--- Texte d'étude ---
____________________

Perdido en el corazón
De la grande Babylon
Me dicen el clandestino
Por no llevar papel
Ce n’est pas au coeur de la grande Babylone mais au fin fond de la Creuse que Manu Chao est venu se perdre, ou plutôt se retrouver, en vagabond clandestin. Pourtant, l’aérodrome de Guéret ne passait guère clandestinement en ce samedi ensoleillé : plus de 10 000 sans papier s’étaient rassemblés pour gueuler avec Manu. Point culminant du festival, voire du département, Manu Chao et sa Ventura ont déroulé plus de deux heures d’un concert explosif, où les classiques s’enchaînent et la foule se déchaîne. De Minha Galera aux Rues de l’Hiver, Manu a étalé son répertoire avec un engagement qui transpirait la chaleur des rues de Barcelone et respirait l’humus révolutionnaire des forêts du Chiapas. La foule a chanté, la foule a sauté, la foule a aimé. “Les sentiments de la foule sont toujours très simples et très exagérés” disait Freud. Avec Manu Chao, ils sont surtout follement beaux.
Mais pour venir danser sur la piste et succomber à la belle à Chao, il fallait avant cela patienter de longues heures sur une N145 qui a connu des records de ravito 8.6. Avec le plus long embouteillage de l’histoire du département, le Clandestino portait bien mal son nom dans la fournaise creusoise. De notre côté, c’est par un sentier VTT tout azimut que nous éviterons l’infinie file de guimbardes : ¡Hasta Siempre laOpel!
Pour sa première édition, sans aucune subvention, le Clandestino avait en effet vu grand. Le large site de l’aérodrome offrait un vaste espace de liberté au coeur des monts de Guéret. Surtout, la programmation pouvait faire saliver un bon nombre de festivals qui ont de la bouteille : samedi, la britannique Morcheeba et le punk rock de Ludwig von 88 faisaient grimper le thermomètre avant Manu Chao, alors que le dimanche s’annonçait presque encore plus fou.
Pendant ce temps-là, autour d’un petit buffet organisé par l’équipe du festival, nous profitions de la disponibilité de Tetra Hydro K pour échanger sur sa vision du dub et son rapport viscéral à la musique (interview ci-dessous).
Mis en appétit par les mots de Tetra (et le buffet), on file direction le soundsystem pour skanker sur les basses de Full Dub, THK ou Mahom. On parcourt le village solidaire, on rigole avec les copains et on patiente gaiement avant le grand débarquement.

____________________

--- Consignes ---
(1) Citez le passage du compte rendu du festival qui va de « Pendant ce temps-là, autour » jusqu'à « musique (interview ci-dessous). ».
(2) Répondez brièvement à ces questions sur le compte rendu du festival.
(a) Combien de personnes s'étaient rassemblées à l'aérodrome de Guéret ce samedi-là ?
(b) Combien de temps a duré le concert de Manu Chao et de sa Ventura ?
(c) Quels artistes se sont produits le samedi avant Manu Chao ?
(3) Résumez le compte rendu du festival en deux phrases.

--- Descriptions de régions en langage naturel ---

____________________

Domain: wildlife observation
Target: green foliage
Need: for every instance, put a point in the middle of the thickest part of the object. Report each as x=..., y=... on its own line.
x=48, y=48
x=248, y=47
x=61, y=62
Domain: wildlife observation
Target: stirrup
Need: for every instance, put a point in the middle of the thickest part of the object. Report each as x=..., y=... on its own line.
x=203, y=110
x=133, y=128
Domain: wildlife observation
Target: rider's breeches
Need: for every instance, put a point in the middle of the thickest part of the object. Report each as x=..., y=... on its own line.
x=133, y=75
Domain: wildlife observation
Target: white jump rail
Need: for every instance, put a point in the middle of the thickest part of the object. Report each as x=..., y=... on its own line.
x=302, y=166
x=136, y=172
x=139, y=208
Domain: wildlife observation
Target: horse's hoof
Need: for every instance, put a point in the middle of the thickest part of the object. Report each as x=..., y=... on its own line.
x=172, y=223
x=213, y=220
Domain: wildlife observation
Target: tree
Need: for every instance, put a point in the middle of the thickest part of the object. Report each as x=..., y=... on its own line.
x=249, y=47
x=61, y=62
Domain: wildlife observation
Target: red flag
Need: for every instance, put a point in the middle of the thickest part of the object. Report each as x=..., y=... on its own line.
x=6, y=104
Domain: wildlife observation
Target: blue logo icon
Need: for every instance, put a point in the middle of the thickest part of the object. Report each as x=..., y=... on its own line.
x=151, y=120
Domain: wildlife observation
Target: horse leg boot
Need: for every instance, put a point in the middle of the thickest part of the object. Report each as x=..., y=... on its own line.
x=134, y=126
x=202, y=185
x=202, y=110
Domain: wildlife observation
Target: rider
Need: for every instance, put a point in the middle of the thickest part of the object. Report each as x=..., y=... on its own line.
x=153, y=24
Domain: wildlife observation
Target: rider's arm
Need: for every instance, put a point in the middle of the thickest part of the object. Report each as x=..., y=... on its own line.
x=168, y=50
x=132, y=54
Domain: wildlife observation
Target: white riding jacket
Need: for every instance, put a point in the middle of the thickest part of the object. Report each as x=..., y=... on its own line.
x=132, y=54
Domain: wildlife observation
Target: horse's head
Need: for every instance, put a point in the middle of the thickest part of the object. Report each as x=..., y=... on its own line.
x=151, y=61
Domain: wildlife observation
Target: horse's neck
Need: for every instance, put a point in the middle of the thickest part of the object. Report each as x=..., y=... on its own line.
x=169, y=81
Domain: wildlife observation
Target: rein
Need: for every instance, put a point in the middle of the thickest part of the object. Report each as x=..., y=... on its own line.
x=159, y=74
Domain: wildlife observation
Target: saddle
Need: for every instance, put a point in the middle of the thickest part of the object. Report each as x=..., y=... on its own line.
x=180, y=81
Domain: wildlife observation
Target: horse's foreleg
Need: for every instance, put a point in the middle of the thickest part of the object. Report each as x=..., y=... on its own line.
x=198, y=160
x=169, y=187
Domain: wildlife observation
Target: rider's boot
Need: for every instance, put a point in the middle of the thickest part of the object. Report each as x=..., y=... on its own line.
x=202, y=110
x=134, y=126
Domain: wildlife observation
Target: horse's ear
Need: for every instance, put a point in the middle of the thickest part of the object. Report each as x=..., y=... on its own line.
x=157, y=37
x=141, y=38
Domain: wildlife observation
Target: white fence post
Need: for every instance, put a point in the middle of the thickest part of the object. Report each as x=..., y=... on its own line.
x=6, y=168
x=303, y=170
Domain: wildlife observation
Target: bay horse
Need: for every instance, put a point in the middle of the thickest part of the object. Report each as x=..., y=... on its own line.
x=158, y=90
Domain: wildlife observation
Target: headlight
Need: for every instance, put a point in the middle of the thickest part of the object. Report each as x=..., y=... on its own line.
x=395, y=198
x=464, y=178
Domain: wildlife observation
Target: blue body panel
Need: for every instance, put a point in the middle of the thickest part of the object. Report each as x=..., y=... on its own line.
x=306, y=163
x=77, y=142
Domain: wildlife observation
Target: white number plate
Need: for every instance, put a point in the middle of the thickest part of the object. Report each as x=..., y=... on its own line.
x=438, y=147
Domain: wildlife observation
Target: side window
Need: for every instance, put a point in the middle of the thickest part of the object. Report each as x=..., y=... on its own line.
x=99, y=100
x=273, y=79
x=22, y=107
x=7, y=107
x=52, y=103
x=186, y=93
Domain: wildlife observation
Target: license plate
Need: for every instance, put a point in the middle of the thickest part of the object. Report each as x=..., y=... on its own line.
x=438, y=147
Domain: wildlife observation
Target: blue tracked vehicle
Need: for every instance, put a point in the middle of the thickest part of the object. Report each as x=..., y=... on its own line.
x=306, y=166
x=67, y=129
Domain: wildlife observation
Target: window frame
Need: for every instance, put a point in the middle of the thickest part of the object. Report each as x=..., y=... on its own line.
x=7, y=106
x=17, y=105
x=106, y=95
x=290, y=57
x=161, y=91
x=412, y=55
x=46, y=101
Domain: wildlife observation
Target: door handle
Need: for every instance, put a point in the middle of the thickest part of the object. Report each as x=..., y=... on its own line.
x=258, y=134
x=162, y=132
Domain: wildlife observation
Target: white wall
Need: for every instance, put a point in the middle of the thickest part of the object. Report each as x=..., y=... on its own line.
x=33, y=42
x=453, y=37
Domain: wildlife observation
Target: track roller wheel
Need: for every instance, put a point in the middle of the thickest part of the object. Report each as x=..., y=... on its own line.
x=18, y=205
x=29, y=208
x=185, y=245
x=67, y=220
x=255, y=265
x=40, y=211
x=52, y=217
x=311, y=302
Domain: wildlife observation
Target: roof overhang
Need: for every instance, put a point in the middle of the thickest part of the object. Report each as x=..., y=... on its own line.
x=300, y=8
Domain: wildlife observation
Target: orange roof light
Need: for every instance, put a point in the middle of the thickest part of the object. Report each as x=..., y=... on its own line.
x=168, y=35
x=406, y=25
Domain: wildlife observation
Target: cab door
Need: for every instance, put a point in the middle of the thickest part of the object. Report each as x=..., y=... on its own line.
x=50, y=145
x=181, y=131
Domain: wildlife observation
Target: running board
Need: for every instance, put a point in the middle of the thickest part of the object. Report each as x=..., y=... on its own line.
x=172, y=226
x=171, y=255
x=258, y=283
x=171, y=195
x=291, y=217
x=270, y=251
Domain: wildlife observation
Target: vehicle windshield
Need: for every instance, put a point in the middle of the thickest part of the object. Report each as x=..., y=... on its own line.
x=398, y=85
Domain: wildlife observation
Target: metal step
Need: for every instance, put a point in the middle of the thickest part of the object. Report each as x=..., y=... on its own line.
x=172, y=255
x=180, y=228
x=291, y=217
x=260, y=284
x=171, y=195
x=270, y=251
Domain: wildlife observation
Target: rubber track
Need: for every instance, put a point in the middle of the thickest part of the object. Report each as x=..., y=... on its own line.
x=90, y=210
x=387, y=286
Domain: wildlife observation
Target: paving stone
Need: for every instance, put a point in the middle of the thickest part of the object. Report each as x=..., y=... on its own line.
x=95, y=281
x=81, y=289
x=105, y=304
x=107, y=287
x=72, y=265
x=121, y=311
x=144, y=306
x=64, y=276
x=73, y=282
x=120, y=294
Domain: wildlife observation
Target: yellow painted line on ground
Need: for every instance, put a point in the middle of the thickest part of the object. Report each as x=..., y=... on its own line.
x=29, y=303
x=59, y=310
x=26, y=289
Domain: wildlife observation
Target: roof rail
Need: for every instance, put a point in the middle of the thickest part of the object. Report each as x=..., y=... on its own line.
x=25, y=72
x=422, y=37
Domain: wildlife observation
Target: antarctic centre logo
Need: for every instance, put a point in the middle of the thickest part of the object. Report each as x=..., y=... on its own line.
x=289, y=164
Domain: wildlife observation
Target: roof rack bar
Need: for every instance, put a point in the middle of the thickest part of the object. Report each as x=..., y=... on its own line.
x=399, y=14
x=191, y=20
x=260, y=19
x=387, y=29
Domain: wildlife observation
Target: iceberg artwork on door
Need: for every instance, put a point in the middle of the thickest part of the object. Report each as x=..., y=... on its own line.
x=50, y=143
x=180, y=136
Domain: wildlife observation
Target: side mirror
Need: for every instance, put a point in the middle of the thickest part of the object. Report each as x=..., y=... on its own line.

____________________

--- Réponses par consigne ---
(1)
Pendant ce temps-là, autour d’un petit buffet organisé par l’équipe du festival, nous profitions de la disponibilité de Tetra Hydro K pour échanger sur sa vision du dub et son rapport viscéral à la musique (interview ci-dessous).

(2)
(a) Plus de 10 000 personnes.
(b) Plus de deux heures.
(c) Morcheeba et Ludwig von 88.

(3) Pour sa première édition, sans aucune subvention, le festival Clandestino a réuni plus de 10 000 personnes sur l'aérodrome de Guéret, où Manu Chao et sa Ventura ont donné plus de deux heures de concert après Morcheeba et Ludwig von 88. L'accès au site a provoqué le plus long embouteillage de l'histoire du département, tandis que les auteurs ont interviewé Tetra Hydro K avant de danser devant le soundsystem.